● **EXERCISE**: Copy the lines word for word. Begin at the line that contains "point: house chimney" and end with the final line of the data.

*** Opening TASK INPUTS ***

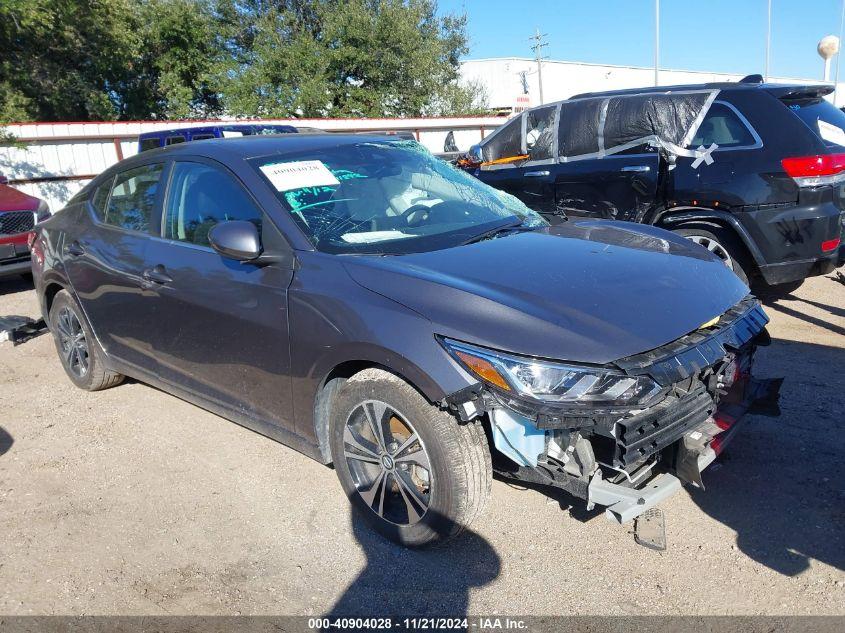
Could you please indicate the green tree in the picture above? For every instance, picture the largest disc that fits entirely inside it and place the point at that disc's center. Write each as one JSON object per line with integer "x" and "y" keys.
{"x": 343, "y": 58}
{"x": 168, "y": 59}
{"x": 107, "y": 59}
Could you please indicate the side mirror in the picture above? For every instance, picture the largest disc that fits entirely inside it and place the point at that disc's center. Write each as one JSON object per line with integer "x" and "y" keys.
{"x": 236, "y": 239}
{"x": 475, "y": 154}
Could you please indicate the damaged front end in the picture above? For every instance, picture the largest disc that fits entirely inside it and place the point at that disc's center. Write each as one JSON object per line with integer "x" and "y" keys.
{"x": 628, "y": 435}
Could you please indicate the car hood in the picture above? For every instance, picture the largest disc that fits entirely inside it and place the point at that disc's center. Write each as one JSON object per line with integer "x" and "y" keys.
{"x": 13, "y": 200}
{"x": 585, "y": 291}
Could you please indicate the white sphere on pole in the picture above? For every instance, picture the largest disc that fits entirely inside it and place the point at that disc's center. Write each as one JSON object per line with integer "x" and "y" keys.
{"x": 828, "y": 46}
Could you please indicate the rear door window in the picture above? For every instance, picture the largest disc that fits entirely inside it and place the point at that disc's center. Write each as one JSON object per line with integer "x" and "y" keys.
{"x": 101, "y": 198}
{"x": 823, "y": 118}
{"x": 133, "y": 197}
{"x": 506, "y": 145}
{"x": 723, "y": 126}
{"x": 150, "y": 143}
{"x": 540, "y": 133}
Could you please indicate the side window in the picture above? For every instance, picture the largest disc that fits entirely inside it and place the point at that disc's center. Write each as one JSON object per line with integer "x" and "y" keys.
{"x": 723, "y": 127}
{"x": 199, "y": 197}
{"x": 506, "y": 143}
{"x": 100, "y": 198}
{"x": 133, "y": 197}
{"x": 150, "y": 143}
{"x": 540, "y": 132}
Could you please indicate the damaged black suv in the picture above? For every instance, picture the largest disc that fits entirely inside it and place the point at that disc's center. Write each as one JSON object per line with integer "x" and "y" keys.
{"x": 753, "y": 172}
{"x": 368, "y": 304}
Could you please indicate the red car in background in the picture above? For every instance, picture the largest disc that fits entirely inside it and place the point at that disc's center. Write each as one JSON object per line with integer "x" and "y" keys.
{"x": 19, "y": 213}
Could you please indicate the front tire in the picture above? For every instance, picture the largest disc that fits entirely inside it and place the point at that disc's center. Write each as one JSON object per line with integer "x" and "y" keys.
{"x": 81, "y": 356}
{"x": 411, "y": 471}
{"x": 722, "y": 243}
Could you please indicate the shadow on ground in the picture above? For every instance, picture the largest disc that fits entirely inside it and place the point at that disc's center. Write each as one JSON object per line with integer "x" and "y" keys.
{"x": 397, "y": 581}
{"x": 10, "y": 285}
{"x": 6, "y": 441}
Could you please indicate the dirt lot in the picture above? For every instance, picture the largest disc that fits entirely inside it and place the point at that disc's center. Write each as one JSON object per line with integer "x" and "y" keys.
{"x": 130, "y": 501}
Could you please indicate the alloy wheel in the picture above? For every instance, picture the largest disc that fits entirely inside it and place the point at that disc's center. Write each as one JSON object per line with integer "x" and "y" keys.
{"x": 388, "y": 463}
{"x": 74, "y": 346}
{"x": 714, "y": 247}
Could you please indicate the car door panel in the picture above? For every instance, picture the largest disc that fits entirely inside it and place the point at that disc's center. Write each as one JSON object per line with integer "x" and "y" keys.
{"x": 221, "y": 329}
{"x": 222, "y": 325}
{"x": 104, "y": 265}
{"x": 615, "y": 187}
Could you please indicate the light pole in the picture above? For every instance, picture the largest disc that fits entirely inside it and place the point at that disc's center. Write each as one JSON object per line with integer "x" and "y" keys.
{"x": 539, "y": 44}
{"x": 839, "y": 56}
{"x": 769, "y": 38}
{"x": 657, "y": 42}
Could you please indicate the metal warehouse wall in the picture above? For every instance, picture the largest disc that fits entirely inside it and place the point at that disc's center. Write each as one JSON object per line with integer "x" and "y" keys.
{"x": 57, "y": 159}
{"x": 502, "y": 81}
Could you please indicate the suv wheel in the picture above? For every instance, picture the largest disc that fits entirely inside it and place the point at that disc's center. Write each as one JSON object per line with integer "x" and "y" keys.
{"x": 411, "y": 470}
{"x": 78, "y": 350}
{"x": 724, "y": 245}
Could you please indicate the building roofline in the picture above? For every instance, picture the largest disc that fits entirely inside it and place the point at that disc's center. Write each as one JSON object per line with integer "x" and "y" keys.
{"x": 629, "y": 67}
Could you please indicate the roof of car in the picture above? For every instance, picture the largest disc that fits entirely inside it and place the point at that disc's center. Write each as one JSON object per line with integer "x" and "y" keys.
{"x": 776, "y": 89}
{"x": 264, "y": 145}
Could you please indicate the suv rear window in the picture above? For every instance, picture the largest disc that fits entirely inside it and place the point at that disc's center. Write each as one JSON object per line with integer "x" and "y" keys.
{"x": 723, "y": 127}
{"x": 826, "y": 120}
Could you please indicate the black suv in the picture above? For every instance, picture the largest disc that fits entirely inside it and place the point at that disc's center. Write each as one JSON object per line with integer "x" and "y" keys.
{"x": 752, "y": 171}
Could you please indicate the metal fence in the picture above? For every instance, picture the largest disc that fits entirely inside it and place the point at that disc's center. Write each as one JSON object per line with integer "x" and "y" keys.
{"x": 55, "y": 160}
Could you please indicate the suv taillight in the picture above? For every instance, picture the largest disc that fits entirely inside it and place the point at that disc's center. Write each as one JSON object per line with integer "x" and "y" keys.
{"x": 813, "y": 171}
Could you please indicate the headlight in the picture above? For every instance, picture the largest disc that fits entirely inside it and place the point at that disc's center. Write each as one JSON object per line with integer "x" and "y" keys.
{"x": 43, "y": 212}
{"x": 552, "y": 382}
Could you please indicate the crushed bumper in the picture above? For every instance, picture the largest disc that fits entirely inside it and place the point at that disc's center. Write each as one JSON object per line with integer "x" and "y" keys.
{"x": 625, "y": 504}
{"x": 696, "y": 450}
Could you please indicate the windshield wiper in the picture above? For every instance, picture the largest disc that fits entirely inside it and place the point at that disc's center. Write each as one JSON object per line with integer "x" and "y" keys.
{"x": 510, "y": 227}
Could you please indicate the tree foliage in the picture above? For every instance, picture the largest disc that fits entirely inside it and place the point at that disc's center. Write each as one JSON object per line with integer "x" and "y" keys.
{"x": 140, "y": 59}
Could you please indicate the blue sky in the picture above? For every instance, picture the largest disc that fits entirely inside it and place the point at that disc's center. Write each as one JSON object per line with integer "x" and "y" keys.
{"x": 714, "y": 35}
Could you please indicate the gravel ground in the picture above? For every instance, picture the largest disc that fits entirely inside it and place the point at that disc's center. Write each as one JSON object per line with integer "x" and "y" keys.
{"x": 130, "y": 501}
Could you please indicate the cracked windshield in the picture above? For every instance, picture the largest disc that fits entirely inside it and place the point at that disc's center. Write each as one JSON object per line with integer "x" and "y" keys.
{"x": 390, "y": 198}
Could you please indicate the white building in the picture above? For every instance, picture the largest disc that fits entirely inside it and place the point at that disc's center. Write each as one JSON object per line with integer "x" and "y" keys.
{"x": 512, "y": 82}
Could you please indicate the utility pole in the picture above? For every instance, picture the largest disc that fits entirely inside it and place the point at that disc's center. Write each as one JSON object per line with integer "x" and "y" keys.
{"x": 768, "y": 39}
{"x": 838, "y": 55}
{"x": 539, "y": 45}
{"x": 656, "y": 42}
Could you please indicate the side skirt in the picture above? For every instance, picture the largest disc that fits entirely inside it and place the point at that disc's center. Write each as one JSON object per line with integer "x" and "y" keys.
{"x": 261, "y": 426}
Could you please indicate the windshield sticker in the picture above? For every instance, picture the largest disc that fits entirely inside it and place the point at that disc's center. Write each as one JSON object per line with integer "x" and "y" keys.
{"x": 374, "y": 236}
{"x": 831, "y": 133}
{"x": 299, "y": 175}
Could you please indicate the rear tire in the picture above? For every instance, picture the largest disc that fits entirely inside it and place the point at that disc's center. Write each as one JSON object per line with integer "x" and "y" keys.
{"x": 79, "y": 352}
{"x": 724, "y": 244}
{"x": 419, "y": 491}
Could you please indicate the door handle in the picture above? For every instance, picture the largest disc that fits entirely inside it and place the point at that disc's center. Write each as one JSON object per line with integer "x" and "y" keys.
{"x": 157, "y": 275}
{"x": 74, "y": 249}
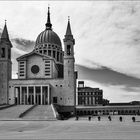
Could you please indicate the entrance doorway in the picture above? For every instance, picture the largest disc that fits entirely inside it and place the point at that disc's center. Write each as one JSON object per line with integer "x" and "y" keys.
{"x": 55, "y": 100}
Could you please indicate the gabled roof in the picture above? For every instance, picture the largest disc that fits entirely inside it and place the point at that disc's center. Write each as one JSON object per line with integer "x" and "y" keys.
{"x": 32, "y": 53}
{"x": 88, "y": 89}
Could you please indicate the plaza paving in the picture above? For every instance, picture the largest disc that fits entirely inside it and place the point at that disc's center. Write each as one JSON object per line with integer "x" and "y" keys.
{"x": 71, "y": 129}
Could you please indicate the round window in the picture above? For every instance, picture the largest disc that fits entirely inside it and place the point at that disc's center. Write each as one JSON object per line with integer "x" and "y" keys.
{"x": 35, "y": 69}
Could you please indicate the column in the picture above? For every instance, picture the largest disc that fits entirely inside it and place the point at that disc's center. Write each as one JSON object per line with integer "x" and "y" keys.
{"x": 41, "y": 95}
{"x": 48, "y": 94}
{"x": 27, "y": 94}
{"x": 34, "y": 96}
{"x": 20, "y": 95}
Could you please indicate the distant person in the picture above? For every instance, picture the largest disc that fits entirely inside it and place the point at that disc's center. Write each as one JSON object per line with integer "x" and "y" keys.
{"x": 133, "y": 119}
{"x": 109, "y": 117}
{"x": 99, "y": 118}
{"x": 89, "y": 118}
{"x": 77, "y": 118}
{"x": 120, "y": 119}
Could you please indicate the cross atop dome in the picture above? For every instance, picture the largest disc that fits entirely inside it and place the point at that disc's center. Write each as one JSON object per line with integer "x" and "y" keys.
{"x": 48, "y": 24}
{"x": 5, "y": 34}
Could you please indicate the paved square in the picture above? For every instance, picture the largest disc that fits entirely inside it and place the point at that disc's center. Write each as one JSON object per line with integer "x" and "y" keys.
{"x": 71, "y": 129}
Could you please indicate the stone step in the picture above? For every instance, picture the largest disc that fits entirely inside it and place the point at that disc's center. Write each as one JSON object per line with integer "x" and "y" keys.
{"x": 13, "y": 112}
{"x": 40, "y": 112}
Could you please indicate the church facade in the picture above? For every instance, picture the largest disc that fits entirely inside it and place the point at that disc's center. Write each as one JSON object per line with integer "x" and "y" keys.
{"x": 45, "y": 76}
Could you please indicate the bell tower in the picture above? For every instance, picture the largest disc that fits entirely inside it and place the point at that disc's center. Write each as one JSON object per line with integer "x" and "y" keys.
{"x": 5, "y": 65}
{"x": 69, "y": 70}
{"x": 69, "y": 59}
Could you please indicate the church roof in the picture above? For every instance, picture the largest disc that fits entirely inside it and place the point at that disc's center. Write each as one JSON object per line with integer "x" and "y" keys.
{"x": 89, "y": 89}
{"x": 33, "y": 53}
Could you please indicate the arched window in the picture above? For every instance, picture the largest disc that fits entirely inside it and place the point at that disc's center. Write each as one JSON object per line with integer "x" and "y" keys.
{"x": 3, "y": 52}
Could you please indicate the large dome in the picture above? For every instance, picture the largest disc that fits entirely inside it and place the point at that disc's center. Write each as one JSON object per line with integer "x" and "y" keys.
{"x": 48, "y": 36}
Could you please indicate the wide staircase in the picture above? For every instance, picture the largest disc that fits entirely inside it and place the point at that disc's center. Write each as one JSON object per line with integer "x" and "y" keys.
{"x": 40, "y": 112}
{"x": 11, "y": 113}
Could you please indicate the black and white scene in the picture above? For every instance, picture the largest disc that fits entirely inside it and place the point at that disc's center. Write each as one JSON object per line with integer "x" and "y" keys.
{"x": 70, "y": 70}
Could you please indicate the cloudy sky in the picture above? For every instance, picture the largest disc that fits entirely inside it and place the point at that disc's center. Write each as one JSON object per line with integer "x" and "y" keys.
{"x": 107, "y": 35}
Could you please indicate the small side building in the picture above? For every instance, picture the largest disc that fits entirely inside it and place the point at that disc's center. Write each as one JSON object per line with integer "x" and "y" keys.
{"x": 88, "y": 96}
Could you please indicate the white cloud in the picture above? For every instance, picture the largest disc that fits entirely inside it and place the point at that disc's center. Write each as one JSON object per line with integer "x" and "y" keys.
{"x": 115, "y": 93}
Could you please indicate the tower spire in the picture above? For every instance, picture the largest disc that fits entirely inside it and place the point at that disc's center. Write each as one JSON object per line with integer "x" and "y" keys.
{"x": 48, "y": 24}
{"x": 5, "y": 34}
{"x": 68, "y": 31}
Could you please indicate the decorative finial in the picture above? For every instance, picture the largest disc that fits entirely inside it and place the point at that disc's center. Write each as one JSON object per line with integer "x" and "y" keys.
{"x": 5, "y": 21}
{"x": 48, "y": 24}
{"x": 68, "y": 18}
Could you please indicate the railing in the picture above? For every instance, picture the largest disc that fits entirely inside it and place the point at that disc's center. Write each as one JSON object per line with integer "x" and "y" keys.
{"x": 6, "y": 106}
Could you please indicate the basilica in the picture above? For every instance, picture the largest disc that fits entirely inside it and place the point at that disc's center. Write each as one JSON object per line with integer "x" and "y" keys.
{"x": 46, "y": 75}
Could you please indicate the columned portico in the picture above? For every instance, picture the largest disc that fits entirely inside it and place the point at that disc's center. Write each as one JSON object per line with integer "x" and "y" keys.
{"x": 32, "y": 94}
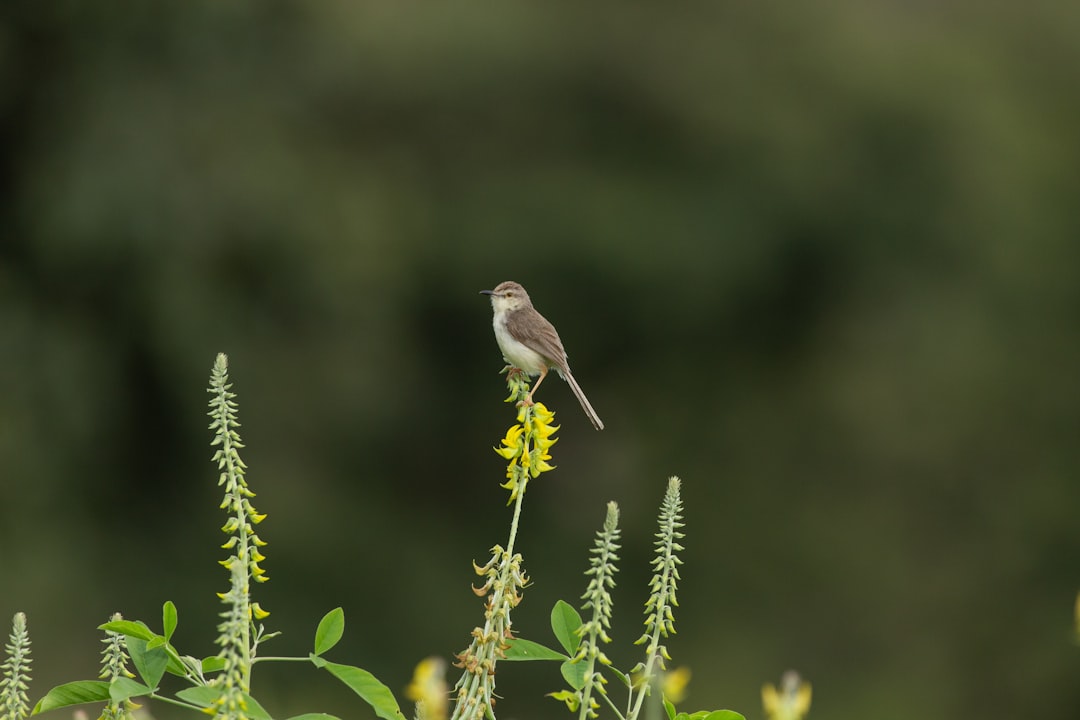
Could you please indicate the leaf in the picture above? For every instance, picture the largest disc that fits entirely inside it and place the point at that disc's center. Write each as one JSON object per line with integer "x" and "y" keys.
{"x": 571, "y": 700}
{"x": 565, "y": 622}
{"x": 73, "y": 693}
{"x": 201, "y": 695}
{"x": 366, "y": 685}
{"x": 329, "y": 630}
{"x": 575, "y": 674}
{"x": 121, "y": 689}
{"x": 213, "y": 664}
{"x": 130, "y": 628}
{"x": 169, "y": 620}
{"x": 521, "y": 649}
{"x": 207, "y": 695}
{"x": 149, "y": 662}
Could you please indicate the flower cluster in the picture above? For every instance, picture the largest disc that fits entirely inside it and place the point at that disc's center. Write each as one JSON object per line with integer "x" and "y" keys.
{"x": 115, "y": 665}
{"x": 243, "y": 565}
{"x": 14, "y": 704}
{"x": 527, "y": 445}
{"x": 597, "y": 597}
{"x": 792, "y": 702}
{"x": 475, "y": 689}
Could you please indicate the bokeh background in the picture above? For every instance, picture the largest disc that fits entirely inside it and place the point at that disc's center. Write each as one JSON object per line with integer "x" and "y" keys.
{"x": 819, "y": 259}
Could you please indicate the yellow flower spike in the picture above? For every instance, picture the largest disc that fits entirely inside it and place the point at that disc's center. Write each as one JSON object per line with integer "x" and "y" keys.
{"x": 542, "y": 413}
{"x": 429, "y": 687}
{"x": 675, "y": 682}
{"x": 792, "y": 702}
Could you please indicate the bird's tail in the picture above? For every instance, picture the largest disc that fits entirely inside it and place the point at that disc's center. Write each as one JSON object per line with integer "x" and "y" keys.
{"x": 595, "y": 419}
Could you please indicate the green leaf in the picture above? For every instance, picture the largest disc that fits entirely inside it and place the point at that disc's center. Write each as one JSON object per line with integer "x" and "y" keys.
{"x": 213, "y": 664}
{"x": 206, "y": 695}
{"x": 329, "y": 630}
{"x": 366, "y": 685}
{"x": 121, "y": 689}
{"x": 149, "y": 662}
{"x": 521, "y": 649}
{"x": 575, "y": 674}
{"x": 73, "y": 693}
{"x": 169, "y": 620}
{"x": 571, "y": 700}
{"x": 565, "y": 622}
{"x": 200, "y": 695}
{"x": 130, "y": 628}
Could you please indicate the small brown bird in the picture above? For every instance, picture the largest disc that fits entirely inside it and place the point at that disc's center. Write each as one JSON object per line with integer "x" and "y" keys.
{"x": 530, "y": 343}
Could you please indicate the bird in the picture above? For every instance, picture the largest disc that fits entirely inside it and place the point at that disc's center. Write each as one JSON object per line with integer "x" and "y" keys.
{"x": 530, "y": 343}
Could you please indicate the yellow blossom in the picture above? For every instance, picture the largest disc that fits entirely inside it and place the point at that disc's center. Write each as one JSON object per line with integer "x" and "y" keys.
{"x": 429, "y": 688}
{"x": 792, "y": 702}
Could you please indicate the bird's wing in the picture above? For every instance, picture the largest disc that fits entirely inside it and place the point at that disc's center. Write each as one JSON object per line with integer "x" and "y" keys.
{"x": 539, "y": 335}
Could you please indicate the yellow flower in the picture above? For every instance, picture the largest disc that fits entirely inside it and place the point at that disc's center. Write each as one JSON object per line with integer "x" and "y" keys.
{"x": 429, "y": 687}
{"x": 512, "y": 443}
{"x": 675, "y": 682}
{"x": 792, "y": 702}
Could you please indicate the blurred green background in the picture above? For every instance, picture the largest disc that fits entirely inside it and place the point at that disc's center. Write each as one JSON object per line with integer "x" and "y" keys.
{"x": 819, "y": 259}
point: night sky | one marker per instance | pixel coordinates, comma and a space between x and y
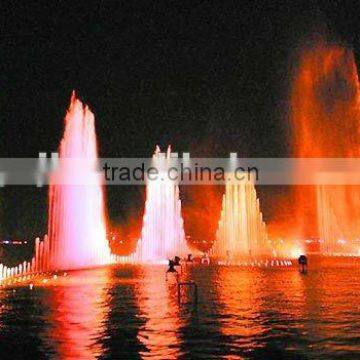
208, 77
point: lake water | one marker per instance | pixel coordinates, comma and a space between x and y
131, 312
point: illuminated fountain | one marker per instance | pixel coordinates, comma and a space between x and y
241, 232
77, 226
325, 117
163, 234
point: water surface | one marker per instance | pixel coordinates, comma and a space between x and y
131, 312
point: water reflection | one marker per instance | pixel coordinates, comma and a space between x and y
131, 312
76, 311
157, 301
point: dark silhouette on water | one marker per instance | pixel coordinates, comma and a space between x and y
171, 268
303, 262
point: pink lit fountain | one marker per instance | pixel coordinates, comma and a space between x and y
77, 225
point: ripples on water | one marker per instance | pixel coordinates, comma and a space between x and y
132, 312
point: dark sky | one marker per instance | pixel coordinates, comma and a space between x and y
208, 77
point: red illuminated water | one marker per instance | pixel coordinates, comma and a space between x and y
132, 312
77, 227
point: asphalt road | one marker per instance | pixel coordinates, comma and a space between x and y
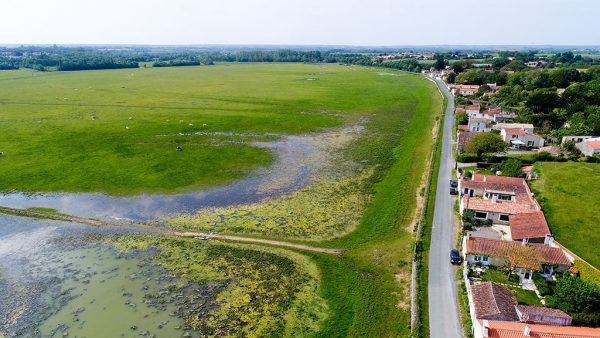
443, 316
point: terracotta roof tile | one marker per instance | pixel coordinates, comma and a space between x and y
593, 144
528, 225
528, 256
543, 315
503, 207
493, 301
500, 329
465, 137
514, 131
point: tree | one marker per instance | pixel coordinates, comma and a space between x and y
512, 168
574, 295
440, 63
486, 143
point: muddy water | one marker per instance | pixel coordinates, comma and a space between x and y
297, 158
55, 282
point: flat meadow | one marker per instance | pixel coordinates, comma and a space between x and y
569, 193
117, 132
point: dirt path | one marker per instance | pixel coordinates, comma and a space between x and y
201, 235
97, 223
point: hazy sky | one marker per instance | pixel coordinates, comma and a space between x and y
349, 22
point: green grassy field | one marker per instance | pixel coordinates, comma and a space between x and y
367, 287
569, 194
97, 130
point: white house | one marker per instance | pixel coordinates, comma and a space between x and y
589, 147
576, 139
525, 126
477, 124
521, 138
495, 198
473, 111
523, 258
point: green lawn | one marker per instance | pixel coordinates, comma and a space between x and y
526, 297
366, 288
98, 130
569, 193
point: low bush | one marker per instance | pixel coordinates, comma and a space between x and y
467, 158
544, 287
587, 273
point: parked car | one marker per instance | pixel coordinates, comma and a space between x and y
455, 257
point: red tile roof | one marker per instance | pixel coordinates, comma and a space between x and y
528, 225
514, 131
503, 207
528, 256
518, 187
593, 144
543, 315
465, 137
493, 301
499, 329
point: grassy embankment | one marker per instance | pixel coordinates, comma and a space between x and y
368, 286
569, 194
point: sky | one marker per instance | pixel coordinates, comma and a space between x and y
306, 22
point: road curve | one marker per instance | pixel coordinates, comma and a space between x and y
443, 316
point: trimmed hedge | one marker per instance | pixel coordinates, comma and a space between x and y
467, 158
587, 273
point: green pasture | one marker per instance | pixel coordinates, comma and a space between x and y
569, 193
98, 131
52, 143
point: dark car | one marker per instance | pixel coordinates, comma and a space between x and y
455, 257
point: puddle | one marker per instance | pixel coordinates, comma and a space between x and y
298, 158
53, 284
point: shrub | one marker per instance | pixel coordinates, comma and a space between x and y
593, 159
486, 143
574, 295
586, 319
512, 167
587, 273
467, 158
542, 285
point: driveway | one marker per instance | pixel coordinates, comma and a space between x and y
443, 311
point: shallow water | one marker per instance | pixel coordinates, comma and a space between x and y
54, 284
298, 157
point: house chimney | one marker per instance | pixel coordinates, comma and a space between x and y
486, 328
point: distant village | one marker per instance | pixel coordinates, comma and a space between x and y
508, 254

*** Closing TASK INPUTS ***

● **WRITTEN ANSWER**:
point: house chimney | one marker per instance | pixel coordinates, comma and a space between x and y
486, 328
point: distant village | one marker per instance | pixel coordinates, comma and a space between x and y
508, 254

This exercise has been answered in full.